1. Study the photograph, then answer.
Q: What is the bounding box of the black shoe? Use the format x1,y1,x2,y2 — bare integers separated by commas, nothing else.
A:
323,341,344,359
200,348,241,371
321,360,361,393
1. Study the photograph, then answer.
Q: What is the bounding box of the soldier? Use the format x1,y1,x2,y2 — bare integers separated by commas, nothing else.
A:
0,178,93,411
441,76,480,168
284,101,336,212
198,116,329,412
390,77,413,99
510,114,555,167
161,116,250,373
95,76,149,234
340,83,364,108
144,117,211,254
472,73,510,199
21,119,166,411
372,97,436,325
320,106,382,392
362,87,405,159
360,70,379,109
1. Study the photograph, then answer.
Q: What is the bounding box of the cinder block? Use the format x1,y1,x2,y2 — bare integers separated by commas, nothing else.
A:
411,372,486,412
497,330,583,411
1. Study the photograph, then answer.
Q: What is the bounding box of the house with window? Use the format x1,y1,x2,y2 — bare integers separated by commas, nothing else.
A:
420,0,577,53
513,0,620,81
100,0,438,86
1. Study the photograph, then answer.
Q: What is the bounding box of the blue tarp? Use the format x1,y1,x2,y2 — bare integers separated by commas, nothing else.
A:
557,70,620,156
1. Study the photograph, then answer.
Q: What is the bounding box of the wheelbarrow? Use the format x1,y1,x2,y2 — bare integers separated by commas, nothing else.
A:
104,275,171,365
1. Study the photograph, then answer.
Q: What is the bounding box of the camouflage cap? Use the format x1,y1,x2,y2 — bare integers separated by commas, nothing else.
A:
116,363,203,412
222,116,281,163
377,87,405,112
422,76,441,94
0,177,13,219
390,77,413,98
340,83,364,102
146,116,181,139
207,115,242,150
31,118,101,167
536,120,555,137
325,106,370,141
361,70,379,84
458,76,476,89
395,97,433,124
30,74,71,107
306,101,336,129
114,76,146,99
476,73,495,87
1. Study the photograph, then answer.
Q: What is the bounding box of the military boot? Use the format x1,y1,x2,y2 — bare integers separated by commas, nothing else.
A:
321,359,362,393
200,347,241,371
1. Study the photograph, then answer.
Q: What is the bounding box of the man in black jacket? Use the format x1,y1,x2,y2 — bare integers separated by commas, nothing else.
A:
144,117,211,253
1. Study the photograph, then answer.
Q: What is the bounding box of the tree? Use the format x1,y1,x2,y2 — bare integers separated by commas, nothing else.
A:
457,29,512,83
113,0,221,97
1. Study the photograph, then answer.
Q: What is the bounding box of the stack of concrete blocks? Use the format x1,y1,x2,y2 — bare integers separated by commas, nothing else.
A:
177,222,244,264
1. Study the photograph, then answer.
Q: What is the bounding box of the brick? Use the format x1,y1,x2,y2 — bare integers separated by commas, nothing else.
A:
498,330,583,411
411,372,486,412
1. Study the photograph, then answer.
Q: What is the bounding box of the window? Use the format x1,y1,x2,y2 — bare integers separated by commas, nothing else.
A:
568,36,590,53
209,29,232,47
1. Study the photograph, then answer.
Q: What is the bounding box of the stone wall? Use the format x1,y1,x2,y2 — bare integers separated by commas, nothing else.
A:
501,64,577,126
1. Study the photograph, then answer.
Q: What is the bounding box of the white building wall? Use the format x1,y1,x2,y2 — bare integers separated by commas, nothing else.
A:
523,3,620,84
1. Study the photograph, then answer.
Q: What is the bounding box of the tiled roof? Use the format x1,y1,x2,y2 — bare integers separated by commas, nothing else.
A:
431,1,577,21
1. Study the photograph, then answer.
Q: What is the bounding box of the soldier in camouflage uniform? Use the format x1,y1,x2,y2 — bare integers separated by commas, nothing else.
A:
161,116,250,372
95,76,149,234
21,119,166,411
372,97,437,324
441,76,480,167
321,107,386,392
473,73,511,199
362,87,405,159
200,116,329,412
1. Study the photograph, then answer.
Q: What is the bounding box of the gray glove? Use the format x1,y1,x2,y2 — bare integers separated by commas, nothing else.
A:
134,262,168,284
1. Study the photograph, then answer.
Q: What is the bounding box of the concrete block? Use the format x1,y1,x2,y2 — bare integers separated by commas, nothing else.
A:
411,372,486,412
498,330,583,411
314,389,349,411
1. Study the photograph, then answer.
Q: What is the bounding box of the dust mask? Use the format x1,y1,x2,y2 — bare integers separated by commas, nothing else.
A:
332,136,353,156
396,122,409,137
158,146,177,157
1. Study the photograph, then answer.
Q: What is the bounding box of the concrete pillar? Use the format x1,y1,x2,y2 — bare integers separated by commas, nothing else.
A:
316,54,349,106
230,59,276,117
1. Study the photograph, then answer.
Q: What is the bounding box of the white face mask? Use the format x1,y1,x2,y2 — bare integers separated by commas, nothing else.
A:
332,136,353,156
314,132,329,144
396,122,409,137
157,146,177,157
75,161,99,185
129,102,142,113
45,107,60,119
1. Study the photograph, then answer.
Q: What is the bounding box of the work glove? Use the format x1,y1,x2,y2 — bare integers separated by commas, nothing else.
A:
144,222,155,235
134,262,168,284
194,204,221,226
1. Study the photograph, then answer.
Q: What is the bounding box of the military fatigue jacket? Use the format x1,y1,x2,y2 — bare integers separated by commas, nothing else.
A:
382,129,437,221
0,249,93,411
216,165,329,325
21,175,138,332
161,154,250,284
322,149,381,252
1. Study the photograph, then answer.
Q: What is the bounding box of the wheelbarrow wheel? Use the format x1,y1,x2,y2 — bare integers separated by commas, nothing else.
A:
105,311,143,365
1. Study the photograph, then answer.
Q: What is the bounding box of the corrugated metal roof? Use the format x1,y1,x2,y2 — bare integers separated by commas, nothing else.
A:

^^^^

*PROBLEM DETAILS:*
Convert the material from its first line through the line containing "321,360,361,393" into a JSON list of strings, one string per line, leaving out any blank lines.

*FINAL RESULT:*
[
  "1. Study the photograph, then answer.",
  "Q: What is the bounding box of the black shoe? Use the format x1,y1,x2,y2 — bare integers separated by commas, nothing else.",
  "A:",
  "323,341,344,359",
  "200,348,241,371",
  "321,360,361,393"
]